• TASK TO COMPLETE:
Rewrite the records starting with their first line and going on through the line with "[[[739,253],[747,156],[696,147],[696,195],[688,249]]]". Add 84 to every coordinate in the answer outlines, and copy every other line unchanged.

• THE INPUT:
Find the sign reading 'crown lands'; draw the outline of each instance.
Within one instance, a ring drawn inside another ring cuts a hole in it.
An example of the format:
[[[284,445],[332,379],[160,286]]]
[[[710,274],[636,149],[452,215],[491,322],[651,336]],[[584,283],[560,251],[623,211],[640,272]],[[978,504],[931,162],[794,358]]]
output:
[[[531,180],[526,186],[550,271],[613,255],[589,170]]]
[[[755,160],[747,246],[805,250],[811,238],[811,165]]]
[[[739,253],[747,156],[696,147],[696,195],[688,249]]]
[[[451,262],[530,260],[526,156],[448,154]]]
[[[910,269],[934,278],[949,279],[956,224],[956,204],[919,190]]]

• EXPECTED OUTPUT:
Find the sign reading 'crown lands'; draw the outline of each instance.
Within one instance, a ring drawn inside another ring cuts a hole in it.
An example of the format:
[[[284,445],[332,379],[160,286]]]
[[[710,274],[636,149],[452,215],[491,322],[651,336]],[[584,283],[560,251],[623,211],[640,272]],[[978,504],[931,162],[794,358]]]
output:
[[[615,264],[610,270],[634,355],[697,339],[673,254]]]
[[[839,244],[831,330],[889,334],[895,322],[895,249]]]
[[[823,337],[831,240],[780,231],[780,279],[772,333]]]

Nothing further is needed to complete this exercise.